__WHAT THE EXERCISE ASKS__
All the records that follow need to be reproduced exactly. Omit the images.
-- START OF DATA ROWS --
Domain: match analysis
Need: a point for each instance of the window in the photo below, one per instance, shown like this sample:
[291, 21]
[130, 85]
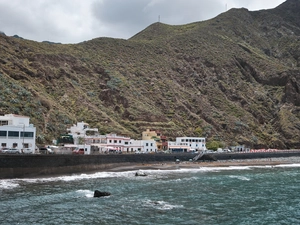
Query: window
[3, 122]
[13, 133]
[27, 134]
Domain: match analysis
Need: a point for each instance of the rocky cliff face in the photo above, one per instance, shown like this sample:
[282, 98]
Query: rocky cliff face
[234, 79]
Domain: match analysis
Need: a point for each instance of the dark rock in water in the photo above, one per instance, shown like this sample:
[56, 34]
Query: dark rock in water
[101, 194]
[139, 173]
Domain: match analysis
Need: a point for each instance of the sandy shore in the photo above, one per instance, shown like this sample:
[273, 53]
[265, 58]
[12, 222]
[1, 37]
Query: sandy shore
[221, 163]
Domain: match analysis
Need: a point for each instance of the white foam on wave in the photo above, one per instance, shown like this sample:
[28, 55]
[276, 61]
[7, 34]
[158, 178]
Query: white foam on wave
[161, 205]
[240, 177]
[288, 165]
[153, 173]
[8, 184]
[86, 193]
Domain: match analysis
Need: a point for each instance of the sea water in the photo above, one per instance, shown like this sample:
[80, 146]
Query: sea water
[224, 195]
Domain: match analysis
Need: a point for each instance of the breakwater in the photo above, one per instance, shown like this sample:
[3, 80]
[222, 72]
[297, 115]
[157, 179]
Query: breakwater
[18, 166]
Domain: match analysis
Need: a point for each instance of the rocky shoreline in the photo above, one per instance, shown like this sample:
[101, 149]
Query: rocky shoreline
[13, 166]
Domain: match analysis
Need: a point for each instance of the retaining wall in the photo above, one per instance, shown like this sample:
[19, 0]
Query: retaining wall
[18, 166]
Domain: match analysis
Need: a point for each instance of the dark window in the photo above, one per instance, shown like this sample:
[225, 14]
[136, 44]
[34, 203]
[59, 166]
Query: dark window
[26, 134]
[3, 122]
[3, 133]
[13, 133]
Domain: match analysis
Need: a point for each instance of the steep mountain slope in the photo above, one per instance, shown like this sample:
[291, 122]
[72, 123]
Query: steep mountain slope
[234, 79]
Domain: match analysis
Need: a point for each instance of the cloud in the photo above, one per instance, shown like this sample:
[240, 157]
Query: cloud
[73, 21]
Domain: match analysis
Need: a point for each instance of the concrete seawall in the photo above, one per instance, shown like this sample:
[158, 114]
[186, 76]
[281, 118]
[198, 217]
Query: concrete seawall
[18, 166]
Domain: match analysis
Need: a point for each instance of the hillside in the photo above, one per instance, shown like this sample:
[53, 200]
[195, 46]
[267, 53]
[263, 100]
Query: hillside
[234, 79]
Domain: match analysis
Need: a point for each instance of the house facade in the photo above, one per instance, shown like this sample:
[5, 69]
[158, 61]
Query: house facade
[17, 132]
[161, 141]
[187, 144]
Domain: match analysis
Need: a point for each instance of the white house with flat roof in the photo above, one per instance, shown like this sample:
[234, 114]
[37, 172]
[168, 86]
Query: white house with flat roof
[187, 144]
[17, 132]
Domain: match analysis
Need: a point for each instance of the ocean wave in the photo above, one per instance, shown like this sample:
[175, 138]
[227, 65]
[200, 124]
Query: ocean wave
[152, 174]
[86, 193]
[8, 184]
[240, 177]
[161, 205]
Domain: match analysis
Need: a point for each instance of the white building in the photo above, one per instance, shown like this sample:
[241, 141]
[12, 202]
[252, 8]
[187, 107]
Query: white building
[187, 144]
[83, 137]
[142, 146]
[16, 132]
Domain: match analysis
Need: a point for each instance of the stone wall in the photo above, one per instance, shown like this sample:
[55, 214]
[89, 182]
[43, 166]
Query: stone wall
[17, 166]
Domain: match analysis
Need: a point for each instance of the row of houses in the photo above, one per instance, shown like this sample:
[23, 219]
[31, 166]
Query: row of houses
[17, 132]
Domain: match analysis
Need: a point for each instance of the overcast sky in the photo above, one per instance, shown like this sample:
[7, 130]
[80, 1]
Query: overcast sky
[74, 21]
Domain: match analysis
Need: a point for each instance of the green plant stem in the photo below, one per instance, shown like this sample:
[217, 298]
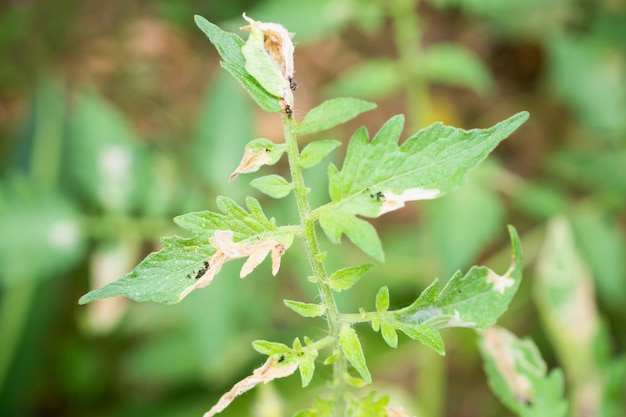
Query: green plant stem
[315, 256]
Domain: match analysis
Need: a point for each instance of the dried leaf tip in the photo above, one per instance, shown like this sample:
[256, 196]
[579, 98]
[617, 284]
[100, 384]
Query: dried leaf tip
[278, 44]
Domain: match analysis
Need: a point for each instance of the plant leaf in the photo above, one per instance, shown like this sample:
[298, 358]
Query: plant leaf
[380, 176]
[185, 264]
[273, 185]
[345, 278]
[475, 300]
[351, 347]
[517, 375]
[305, 309]
[229, 46]
[314, 152]
[332, 113]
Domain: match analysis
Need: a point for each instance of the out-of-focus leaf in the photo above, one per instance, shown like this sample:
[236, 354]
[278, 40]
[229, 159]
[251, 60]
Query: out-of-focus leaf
[373, 79]
[106, 162]
[331, 113]
[459, 226]
[602, 243]
[185, 264]
[229, 46]
[452, 64]
[565, 298]
[380, 176]
[314, 152]
[517, 375]
[221, 135]
[591, 77]
[42, 232]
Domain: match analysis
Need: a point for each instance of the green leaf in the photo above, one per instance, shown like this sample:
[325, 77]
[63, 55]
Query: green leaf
[305, 309]
[345, 278]
[314, 152]
[260, 64]
[517, 375]
[475, 300]
[273, 185]
[372, 79]
[332, 113]
[382, 300]
[380, 176]
[42, 234]
[229, 46]
[351, 347]
[453, 64]
[185, 264]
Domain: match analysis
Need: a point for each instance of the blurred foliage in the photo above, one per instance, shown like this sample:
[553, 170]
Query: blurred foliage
[115, 117]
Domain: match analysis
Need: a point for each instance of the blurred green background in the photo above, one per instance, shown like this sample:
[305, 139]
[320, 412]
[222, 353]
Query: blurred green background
[115, 117]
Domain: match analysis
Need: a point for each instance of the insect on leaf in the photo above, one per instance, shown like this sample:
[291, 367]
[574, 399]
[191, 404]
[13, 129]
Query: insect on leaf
[379, 176]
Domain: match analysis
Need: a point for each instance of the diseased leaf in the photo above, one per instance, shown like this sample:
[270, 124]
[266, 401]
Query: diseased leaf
[257, 153]
[314, 152]
[270, 370]
[351, 347]
[518, 376]
[345, 278]
[332, 113]
[273, 185]
[185, 264]
[305, 309]
[229, 46]
[380, 176]
[475, 300]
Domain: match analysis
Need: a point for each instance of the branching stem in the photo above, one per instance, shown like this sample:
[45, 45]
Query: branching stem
[316, 257]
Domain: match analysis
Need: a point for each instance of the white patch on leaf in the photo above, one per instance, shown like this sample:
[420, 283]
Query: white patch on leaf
[391, 201]
[251, 162]
[500, 282]
[499, 344]
[270, 370]
[227, 250]
[457, 321]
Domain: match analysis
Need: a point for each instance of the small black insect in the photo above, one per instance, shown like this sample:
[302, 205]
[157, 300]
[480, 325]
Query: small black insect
[203, 270]
[292, 84]
[288, 111]
[378, 196]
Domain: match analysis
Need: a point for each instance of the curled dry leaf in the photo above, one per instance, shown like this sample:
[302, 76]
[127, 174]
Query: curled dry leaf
[270, 370]
[251, 162]
[227, 250]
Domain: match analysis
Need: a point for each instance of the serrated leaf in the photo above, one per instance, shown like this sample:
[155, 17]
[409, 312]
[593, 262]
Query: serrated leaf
[185, 264]
[229, 46]
[346, 277]
[475, 300]
[351, 347]
[518, 376]
[260, 64]
[314, 152]
[273, 185]
[380, 176]
[332, 113]
[305, 309]
[382, 299]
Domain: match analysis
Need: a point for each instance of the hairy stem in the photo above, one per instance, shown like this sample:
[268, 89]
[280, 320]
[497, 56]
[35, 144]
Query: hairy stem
-- END OF DATA ROWS --
__WRITTEN SOLUTION__
Domain: match analysis
Need: a point for each instance of the window in the photo below, one per instance, shown like this sample:
[291, 21]
[130, 85]
Query: window
[3, 122]
[13, 133]
[27, 134]
Domain: match analysis
Need: a point for each instance of the rocky cliff face in the photo above, one per instance, shown like this sample:
[282, 98]
Query: rocky cliff face
[234, 79]
Domain: match analysis
Need: a point for each instance of the dark rock in water in the photo above, one per instance, shown like this sample:
[56, 34]
Query: dark rock in water
[101, 194]
[139, 173]
Domain: match analysis
Need: a point for each instance of the sandy shore in the photo above, one per instance, shown like this sample:
[273, 53]
[265, 58]
[12, 222]
[1, 37]
Query: sandy shore
[221, 163]
Domain: match analysis
Need: a point for each instance of the white foam on wave in the photo above, one per instance, shown like this sample:
[28, 55]
[276, 61]
[7, 34]
[158, 178]
Query: white foam on wave
[161, 205]
[240, 177]
[288, 165]
[153, 173]
[8, 184]
[86, 193]
Domain: match analysis
Need: a point for each instance of the sea water in the photo above, one per instance, shown like this sample:
[80, 146]
Query: sea water
[224, 195]
Domain: match analysis
Need: a point for each instance of the breakwater in the photo above, one per instance, shown like this sample:
[3, 80]
[222, 72]
[297, 115]
[157, 179]
Query: breakwater
[18, 166]
Domain: match analysis
Need: a point for each instance of the rocky shoreline in the photo above, one per instance, shown like this sample:
[101, 149]
Query: rocky shoreline
[13, 166]
Domain: match analysis
Need: a point for each instance of the retaining wall in the photo above, one per instance, shown like this sample:
[19, 0]
Query: retaining wall
[18, 166]
Domain: match analysis
Need: a point for each instance of the dark window in the photo above, one per instance, shown like this sample:
[225, 14]
[136, 44]
[34, 203]
[59, 166]
Query: dark window
[26, 134]
[3, 122]
[3, 133]
[13, 133]
Domain: match analysis
Need: a point for each instance of the steep mountain slope in the photo above, one per instance, shown like this sample:
[291, 122]
[72, 123]
Query: steep mountain slope
[234, 79]
Domain: match analysis
Need: a point for each instance of the cloud in the photo above, one per instance, shown like this sample:
[240, 157]
Query: cloud
[73, 21]
Domain: match analysis
Need: a point for each instance of the concrete seawall in the photo above, one per instance, shown like this sample:
[158, 114]
[186, 76]
[281, 118]
[198, 217]
Query: concrete seawall
[18, 166]
Domain: match analysis
Need: a point for each instance of the hillside in the photo above, one per instance, shown like this sample:
[53, 200]
[195, 46]
[267, 53]
[263, 100]
Query: hillside
[234, 79]
Domain: match analysis
Need: a point for each instance of the house facade in the photo above, one per instance, shown like this sample:
[5, 69]
[158, 61]
Query: house facade
[17, 132]
[161, 141]
[187, 144]
Domain: match analysis
Need: a point for each instance of the white house with flat roof in the photo above, one per instance, shown like this sample:
[234, 114]
[37, 172]
[168, 86]
Query: white house with flat roof
[187, 144]
[17, 132]
Domain: match analysis
Need: a point for each instance of the ocean wave in the photo above, one per instance, shown like this sample:
[175, 138]
[227, 65]
[200, 124]
Query: ocean wave
[152, 174]
[86, 193]
[8, 184]
[240, 177]
[161, 205]
Domain: match analysis
Need: a point for each instance of the white building in the photo above, one per instance, shown like this sample:
[241, 141]
[12, 202]
[252, 8]
[187, 107]
Query: white building
[187, 144]
[83, 137]
[142, 146]
[16, 132]
Domain: match analysis
Need: a point for each instance of the stone wall in the photo above, one per instance, shown like this sample:
[55, 214]
[89, 182]
[43, 166]
Query: stone wall
[17, 166]
Domain: match analysis
Need: a point for each instance of the row of houses in the photo above, one per instance, shown like this sample:
[23, 219]
[31, 166]
Query: row of houses
[17, 132]
Domain: match analysis
Need: a point for each instance of the overcast sky in the photo above, one per instance, shown like this sample:
[7, 130]
[80, 1]
Query: overcast sky
[74, 21]
Domain: match analysis
Need: a point for each instance of the green plant stem in the photo below, one per instance, shown like this sample:
[217, 298]
Query: green plant stem
[315, 256]
Domain: match analysis
Need: a point for each instance of the dried leaf tip in the photo above, one per instance, shown like this sample:
[256, 196]
[579, 98]
[617, 284]
[100, 384]
Query: dried leaf tip
[278, 44]
Domain: match analysis
Need: a point for each instance of the plant leaf in the photo above, one per instance, shown like this sample:
[298, 358]
Query: plant leaf
[380, 176]
[185, 264]
[273, 185]
[345, 278]
[475, 300]
[351, 347]
[517, 375]
[305, 309]
[229, 46]
[314, 152]
[332, 113]
Domain: match analysis
Need: a point for each instance of the out-of-focus leaf in the photo above, one per instance, shown like this sample:
[236, 354]
[278, 40]
[229, 159]
[251, 60]
Query: out-of-focus leaf
[373, 79]
[106, 162]
[331, 113]
[459, 226]
[602, 243]
[185, 264]
[229, 46]
[452, 64]
[565, 298]
[380, 176]
[314, 152]
[517, 375]
[221, 135]
[591, 77]
[42, 232]
Domain: match analysis
Need: a point for each instance of the green leaf in the photo above, one per instance, shown like this sample:
[325, 77]
[63, 55]
Query: green leaf
[305, 309]
[345, 278]
[314, 152]
[260, 64]
[517, 375]
[475, 300]
[273, 185]
[372, 79]
[332, 113]
[382, 300]
[380, 176]
[42, 234]
[229, 46]
[351, 347]
[453, 64]
[185, 264]
Domain: match analysis
Need: a point for each instance of the blurred foliage in the photo above, one per instance, shown like this sample:
[553, 170]
Query: blurred foliage
[115, 117]
Domain: match analysis
Need: a point for each instance of the blurred green background in the photo above, one per instance, shown like this sample:
[305, 139]
[320, 412]
[222, 353]
Query: blurred green background
[115, 117]
Domain: match analysis
Need: a point for each instance of the insect on leaf in the photo above, one per instance, shown like this sample:
[291, 367]
[574, 399]
[191, 404]
[13, 129]
Query: insect on leaf
[379, 176]
Domain: match analysis
Need: a point for each instance of the diseased leaf in the photo above, one per instance, shown like this sample:
[270, 124]
[266, 401]
Query: diseased leaf
[257, 153]
[314, 152]
[270, 370]
[351, 347]
[518, 376]
[345, 278]
[332, 113]
[273, 185]
[185, 264]
[305, 309]
[229, 46]
[380, 176]
[475, 300]
Domain: match analysis
Need: a point for each instance of the branching stem in the photo above, one per instance, shown like this sample:
[45, 45]
Query: branching stem
[316, 257]
Domain: match analysis
Need: a point for each instance of the white patch on leaf in the photo above, one per instance, shown like this sample:
[420, 283]
Query: white patch on leaf
[391, 201]
[251, 162]
[500, 282]
[499, 344]
[270, 370]
[227, 250]
[457, 321]
Domain: match analysis
Need: a point for each instance of the small black insect in the photo above, one per instance, shown like this sample:
[302, 205]
[157, 300]
[480, 325]
Query: small black insect
[203, 270]
[292, 84]
[288, 111]
[378, 196]
Domain: match analysis
Need: a point for each instance of the curled dry leaf in the photo above, one per instance, shown like this sample:
[302, 76]
[127, 174]
Query: curled dry leaf
[270, 370]
[251, 162]
[227, 250]
Domain: match analysis
Need: a point for each instance of the serrated leaf in the photo above, one per instance, shown like this sample:
[155, 17]
[409, 312]
[593, 262]
Query: serrated leaf
[185, 264]
[229, 46]
[346, 277]
[475, 300]
[351, 347]
[518, 376]
[260, 64]
[314, 152]
[273, 185]
[380, 176]
[332, 113]
[305, 309]
[382, 299]
Domain: match analysis
Need: a point for each instance of the hairy stem in the photo above, one per instance, shown like this sample:
[268, 89]
[280, 320]
[497, 56]
[35, 144]
Query: hairy stem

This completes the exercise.